Extracted entries:
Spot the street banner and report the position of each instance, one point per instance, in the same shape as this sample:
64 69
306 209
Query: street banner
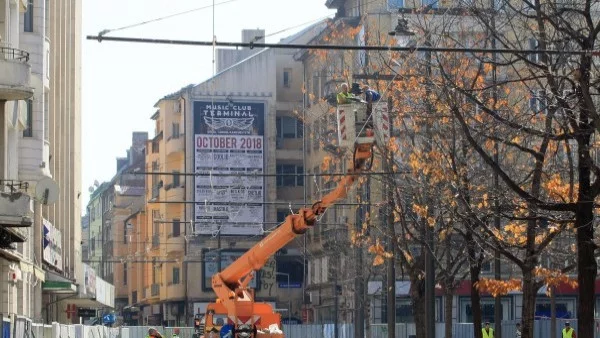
229 139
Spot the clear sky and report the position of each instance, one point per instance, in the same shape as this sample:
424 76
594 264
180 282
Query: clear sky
121 82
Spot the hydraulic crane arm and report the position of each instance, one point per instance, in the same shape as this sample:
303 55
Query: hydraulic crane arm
230 285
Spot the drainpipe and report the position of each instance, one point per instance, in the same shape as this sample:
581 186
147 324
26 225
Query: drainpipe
185 245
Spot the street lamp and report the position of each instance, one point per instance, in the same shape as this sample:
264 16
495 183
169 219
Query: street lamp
289 296
404 37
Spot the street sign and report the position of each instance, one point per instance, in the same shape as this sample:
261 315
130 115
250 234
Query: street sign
86 313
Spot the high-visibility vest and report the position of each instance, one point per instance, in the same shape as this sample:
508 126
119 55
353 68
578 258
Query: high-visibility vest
343 98
568 334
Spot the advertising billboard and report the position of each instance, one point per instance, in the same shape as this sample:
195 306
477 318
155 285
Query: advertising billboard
52 245
229 141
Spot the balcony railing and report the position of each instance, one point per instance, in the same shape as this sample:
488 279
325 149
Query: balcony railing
154 290
9 53
13 186
15 204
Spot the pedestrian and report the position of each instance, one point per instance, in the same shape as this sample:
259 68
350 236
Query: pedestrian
344 97
487 331
153 333
568 331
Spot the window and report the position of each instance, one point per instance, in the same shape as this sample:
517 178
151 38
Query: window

Work to complete:
Transcribe all records verbatim and omit each image.

Response below:
Spot the street banner and report the position of each instance, one point per instance, in the same shape as this sample:
64 69
306 209
Query: street banner
229 139
Spot the clear sky and report the position of each instance, one point per instance, in the same shape as this sample:
424 76
594 264
180 282
Query: clear sky
121 82
Spot the hydraulic crane arm and report the position of each instance, one point per instance, in the same shape as this sample:
303 55
Query: hydraulic crane arm
230 285
Spot the drainpipe and report the position of each instance, one point per instance, in the same shape as this sample:
581 186
147 324
26 225
Query: drainpipe
185 245
Spot the street lamp and report the position of each instance, one point per instance, in the same shape as this sample:
264 16
495 183
169 219
Query: street lamp
289 296
404 37
Spot the street sign and report the position of each instance, one point per instance, in the same shape as this sample:
261 315
130 115
250 234
Query: street sign
86 313
Spot the high-visibility vest and report the position of each instance, one point per instance, in the same shape as this sample:
508 126
119 55
353 68
578 258
Query: high-visibility vest
343 98
568 334
Spot the advertising billboard and report the position of each instance, one point per instance, in the same shape as this sample:
195 306
477 318
155 285
Query: advertising billboard
52 245
229 141
Spot the balcony railing and report the position of each instance, one point per instance, in the same shape as this sample:
488 279
325 149
Query: balcony railing
154 290
9 53
13 186
15 204
Spot the pedestrian and report the position of each instance, one point per instance, in the same shape as this sample:
259 68
350 236
Query: pedestrian
344 97
487 331
153 333
568 331
Spot the window and report the position of each instance, one point per instance, in the same shape as this sample:
517 178
151 38
Query: window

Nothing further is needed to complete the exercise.